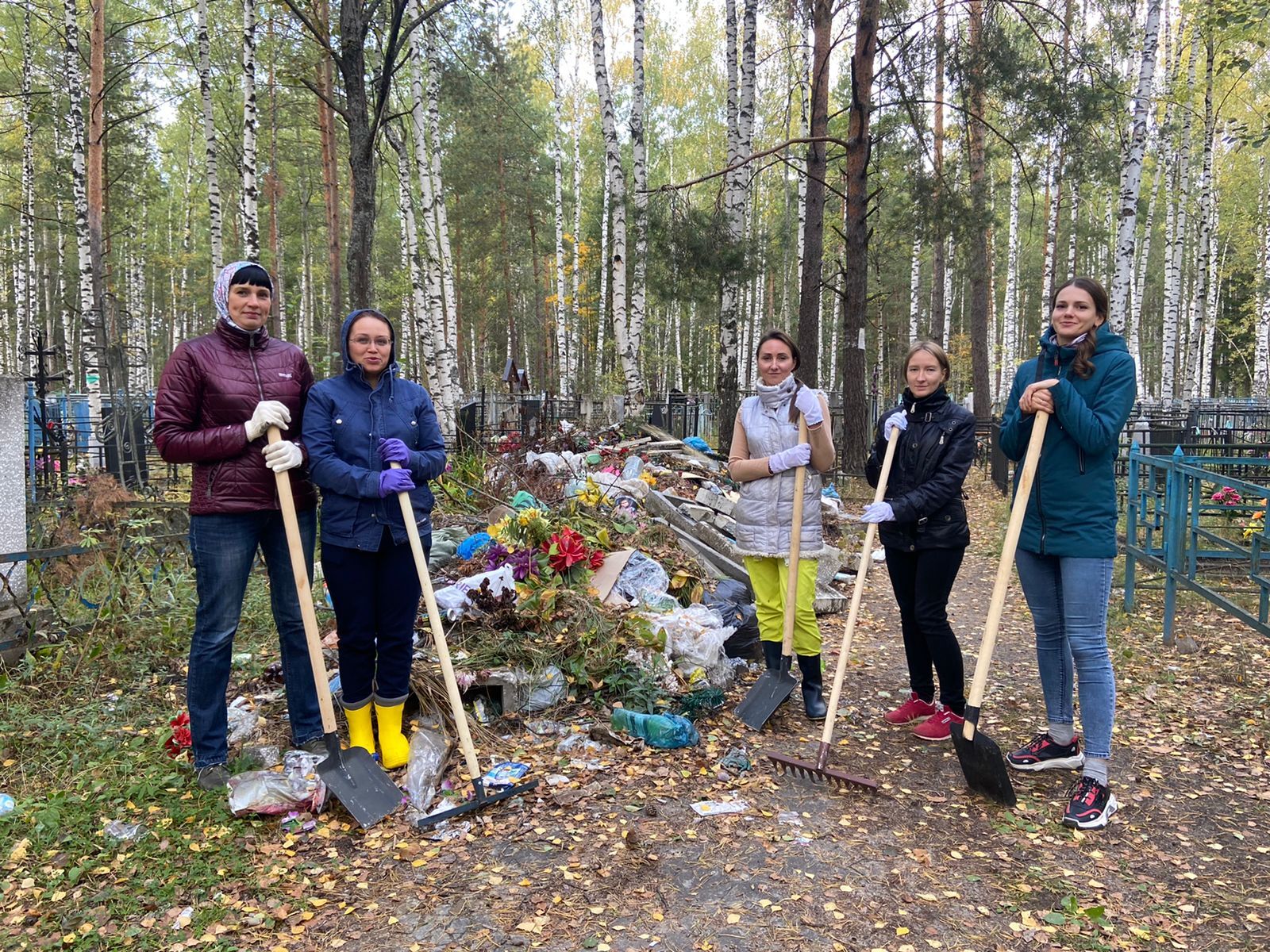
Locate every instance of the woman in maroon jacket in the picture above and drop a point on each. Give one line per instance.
(216, 400)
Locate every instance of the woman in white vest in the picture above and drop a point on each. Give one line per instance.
(765, 456)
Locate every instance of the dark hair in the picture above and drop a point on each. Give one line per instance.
(785, 340)
(1083, 366)
(252, 274)
(935, 351)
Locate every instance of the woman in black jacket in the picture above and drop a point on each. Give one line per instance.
(925, 533)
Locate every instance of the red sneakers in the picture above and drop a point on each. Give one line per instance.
(912, 710)
(940, 725)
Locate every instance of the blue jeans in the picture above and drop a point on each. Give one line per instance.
(222, 547)
(1068, 601)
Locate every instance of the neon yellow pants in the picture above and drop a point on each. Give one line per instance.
(770, 578)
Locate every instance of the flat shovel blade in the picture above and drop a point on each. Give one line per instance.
(983, 763)
(360, 784)
(768, 692)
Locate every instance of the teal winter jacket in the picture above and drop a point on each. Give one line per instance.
(1072, 511)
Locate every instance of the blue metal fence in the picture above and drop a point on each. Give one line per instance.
(1193, 520)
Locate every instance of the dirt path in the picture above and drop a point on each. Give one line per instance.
(616, 860)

◇ ◇ ◇ ◇ ◇

• What you are asked to do
Make an exact copy of every record, pictures excluded.

• Exercise solution
Locate every instance of the woman in maroon jacket in the picture above and drop a point on each. Give one line per instance.
(216, 400)
Locate every instance of the woman in white vest in the picture above and drop a point on each. Give one line per instance.
(765, 456)
Locate every instance of the dark hair in the picture above and drop a point on each. Give one line per instance.
(785, 340)
(1083, 366)
(252, 274)
(935, 351)
Locate every instance of the woman in black jacket in the picture above and drop a point on each. Give one line per instance.
(925, 533)
Locate every instance of the red sneakers in the picture above and drop a point on each. Give one line per instance.
(912, 710)
(940, 725)
Locate every instance of the blue jeans in the picture above and drop a point on each. Give one line per instance.
(222, 547)
(1068, 601)
Locate every instance of the neon yellow pants in the picture above and drop a point on each. Give one line per instance.
(770, 578)
Locate every instance of the flat shovel blade in the picture above and drop a point on each. Give one line per instance.
(983, 763)
(360, 784)
(768, 692)
Locate every instance of the teal winter jacket in the picture above and drop a point on each. Give one line per instance.
(1072, 511)
Locate every instance of the blue metal fence in the picture above and drop a point on each. Give one line per instance.
(1193, 520)
Locate every instance of the dirt path in the picture above and drop a point on each. Give one line per instance.
(616, 860)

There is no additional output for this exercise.